The Strange Corollary Between “Emancipation” and “Overflowing Prison Populations”

I have posted two new items today: one includes the full text of Monday’s decision from the United States Supreme Court in Brown v. Plata, the other is an excerpt from one of modern Historian Jacques Barzun’s books “The Culture we Deserve” in which Barzun makes the case that the decline in traditional values has opened the door to a much more unpredictable and potentially “antinomian” (lawless) society in which guidelines for the enforcement of “equality” becomes the hammer of oppression and injustice in the hands of arbitrary and capricious bureaucrats (and a species of soulless administrative functionaries rather than any “spiritual” or idealistic breed of judges).  (I once worked for a truly upstanding, virtuous, Christian [Presbyterian] U.S. District Judge in Florida, Kenneth L. Ryskamp, who had a plaque on the wall in his chambers “Judgment is Mine Alone, Sayeth the Lord”—quite a bit more idealistic than my own great grandfather, a Louisiana State Court Judge who had a plaque in his chambers that read, “Dead Lawyers Lie Still.”)

The reality is that “Emancipation” and Expanding Prison Populations are historically linked in the United States for many reasons, one of which is the 13th Amendment, which provides that “neither slavery nor involuntary servitude shall exist except as a punishment for crime” in these United States.  So when did prison populations first start to explode in the United States?  Well, right after the war of 1861-1865, of course, during what is sometimes facetiously called the period of “Reconstruction” (in which the original American nation was torn down, thrown away, and the seeds of the modern corporate socialist-welfare state firmly planted all over the country).

= STORED ROWS =
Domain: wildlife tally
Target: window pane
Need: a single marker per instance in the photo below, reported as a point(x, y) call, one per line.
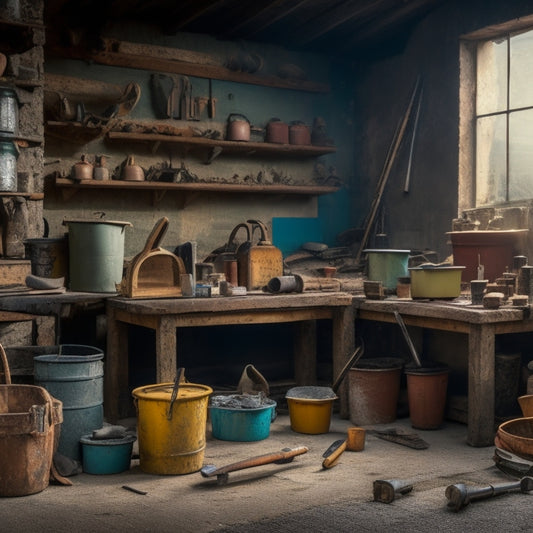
* * *
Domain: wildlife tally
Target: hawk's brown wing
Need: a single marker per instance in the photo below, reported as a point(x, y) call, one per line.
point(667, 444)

= EXERCISE REQUIREMENTS =
**1)** Condense the paragraph of the post on emancipation and prison populations that begins "The reality is that" into a short bulleted list that keeps its main facts.
**2)** Translate this sentence from the post on emancipation and prison populations into French: "So when did prison populations first start to explode in the United States?"
**3)** Extend the post on emancipation and prison populations with one more paragraph that follows on from its final sentence.
The records play no part in what follows.

= THE REPLIES =
**1)**
- The post claims that "Emancipation" and expanding prison populations are historically linked in the United States for many reasons.
- One reason it gives is the 13th Amendment, which permits slavery or involuntary servitude only as punishment for crime.
- It says prison populations first exploded right after the war of 1861-1865, during "Reconstruction."
- It describes that period as one in which the original American nation was torn down and the seeds of the modern corporate socialist-welfare state were planted.

**2)** Alors, quand les populations carcérales ont-elles commencé à exploser aux États-Unis ?

**3)**
So yes, indeed, this Candidate for the United States Senate from believes that there is a strong correlation between “Emancipation” in the sense that term is used by Jacques Barzun, below, and the problems of prison crowding described in Brown v. Plata.  What we have to avoid is what I predict will be Dianne Feinstein’s solution with which every “main line” Republican in the state will agree: If the prisons are overcrowded, then we must build more prisons.  I say: change the laws and release all inmates held on drug charges and all other non-violent criminals, provide them neither more nor less welfare than any other citizens, and let Freedom Ring as the population stops depending on locking up one large percentage of our co-citizens for the economic benefit of another large percentage of our co-citizens.  Tear down the prison walls, and let the people of California (and America) rebuild their lives free from a tyrannical government and all its “protective services” and pointless overregulation!  

Too many politicians are already warning about the horrible dangers of releasing prisoners into the neighborhoods and demanding that more prisons be built immediately and quickly—providing new jobs for the 12% of Californians officially unemployed (which only counts those who became unemployed during the past year of course…not those whose unemployment goes back farther….)

Please Support me in my Campaign to Emancipate California and the United States of America from Dependence on Prisons for Security and Prosperity!  

(Instead, let’s find those who REALLY profit by the destruction of freedom, and either lock THEM up or at least confiscate all their ill-gotten wealth and distribute it among the victims of law all over this country)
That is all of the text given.